» **VORGEGEBENER TEXT**
Über Musik sprechen zu können, war Boris Pergamenschikow wichtig.

© privat

Pergamenschikow wurde eine echte Vaterfigur für Tetzlaff; der Cellist war Jahrgang 1948, der Geiger ist 1966 geboren. „Ich kenne keinen, der sich so in den Dienst der Komponisten gestellt hat wie er“, fügt Claudio Bohorquez hinzu. Und erzählt dann von der Sache mit der Münze: „Wenn man als Student einen Fingersatz für ein Stück gefunden hatte, meistens unbewusst, konnte es passieren, dass er sagte: Den kenne ich noch nicht, den muss ich sofort ausprobieren! Dann zog er ein Geldstück aus der Tasche und fragte: Darf ich die Lizenz für diesen Fingersatz erwerben?“

Andrea von Bernstorff, die Dritte in der Runde, hat Boris Pergamenschikow als hellwachen, heiteren Zeitgenossen in Erinnerung – „keiner konnte so herrlich Witze erzählen wie er!“  -, aber ebenso auch als Intellektuellen unter den Musikern. „Mein Lieblingsausspruch von ihm war: Wer nicht Dostojewski liest, braucht gar nicht erst anzufangen Cello zu spielen.“ Denn ohne einen weiten Horizont, ohne das Interesse am Kontext, in dem eine Partitur entstanden war, an Malerei und Literatur der Entstehungszeit, schien ihm eine überzeugende musikalische Interpretation unmöglich.

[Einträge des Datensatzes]

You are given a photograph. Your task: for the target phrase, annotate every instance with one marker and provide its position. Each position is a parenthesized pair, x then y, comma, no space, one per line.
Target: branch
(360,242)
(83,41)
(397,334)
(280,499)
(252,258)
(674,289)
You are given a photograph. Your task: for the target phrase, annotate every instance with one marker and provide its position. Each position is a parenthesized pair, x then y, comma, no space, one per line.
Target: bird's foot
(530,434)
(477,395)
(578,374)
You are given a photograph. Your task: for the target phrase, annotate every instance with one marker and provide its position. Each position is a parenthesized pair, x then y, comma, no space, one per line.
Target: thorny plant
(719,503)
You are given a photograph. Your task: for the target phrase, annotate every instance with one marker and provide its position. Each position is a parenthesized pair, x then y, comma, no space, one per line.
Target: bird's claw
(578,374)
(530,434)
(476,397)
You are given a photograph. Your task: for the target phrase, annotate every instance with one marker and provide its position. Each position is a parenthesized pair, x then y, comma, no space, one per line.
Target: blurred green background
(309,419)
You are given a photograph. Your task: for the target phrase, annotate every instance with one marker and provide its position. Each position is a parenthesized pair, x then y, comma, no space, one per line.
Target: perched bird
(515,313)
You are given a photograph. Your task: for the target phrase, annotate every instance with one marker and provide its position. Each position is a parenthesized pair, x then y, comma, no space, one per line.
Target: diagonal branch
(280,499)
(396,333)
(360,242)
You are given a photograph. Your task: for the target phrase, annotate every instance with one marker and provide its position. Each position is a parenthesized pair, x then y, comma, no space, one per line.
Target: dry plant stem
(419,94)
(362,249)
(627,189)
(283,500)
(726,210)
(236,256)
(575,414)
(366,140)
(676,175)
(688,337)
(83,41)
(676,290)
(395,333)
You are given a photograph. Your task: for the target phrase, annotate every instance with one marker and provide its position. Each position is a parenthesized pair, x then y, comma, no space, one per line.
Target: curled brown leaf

» **ZU ERLEDIGEN**
A - Welchem Jahrgang gehörte Boris Pergamenschikow laut dem Text über ihn an?
B - Führen Sie den Text über Boris Pergamenschikow im Anschluss an seinen letzten Satz in einigen Sätzen fort.

» **ANTWORTEN JE AUFGABE**
A - Boris Pergamenschikow war Jahrgang 1948.

B -
Die Erinnerung wach halten

Als Vorsitzende des Freundeskreises der Eisler-Hochschule war Andrea von Bernstorff 2005 die Initiatorin des Boris-Pergamenschikow-Preises für zeitgenössische Kammermusik. „Weil es ihm wichtig war, die Werke nicht nur zu spielen, sondern sich auch über ihren Inhalt auszutauschen, gehört es dazu, dass die Teilnehmenden erklären, warum sie die Stücke gerade auf diese Weise aufführen und was sie an der Musik fasziniert.“

Sie war es nun auch, die den Anstoß gab zum Gedenkkonzert anlässlich des 20. Todestages. Ehemalige Schüler Pergamenschikows, die große Karrieren gemacht haben, wie Nicolas Altstaedt, Julian Steckel und eben Claudio Bohorquez, werden sich am 30. April ebenso versammeln wie künstlerische Weggefährten. Neben Christian Tetzlaff ist die Klarinettistin Sharon Kam dabei sowie die Pianistin Kiveli Dörken.

Am 30. April erklingen im Kleine Saal des Konzerthauses am Gendarmenmarkt Kompositionen von Beethoven, Saint-Saens, Debussy und Bartok, aber auch von Pergamenschikows Freunden Mauricio Kagel und Krzysztof Penderecki. Eröffnet wird der Abend mit einem Ensemblestück, Pendereckis „Ciacona“ für sechs Celli, zum Finale erklingt dann sogar ein Dutzend dieser Streichinstrumente. Für Julius Klengels „Hymnus“ nehmen Nicolas Altstaedt und Claudio Bohorquez auch ihre Schüler mit auf die Bühne.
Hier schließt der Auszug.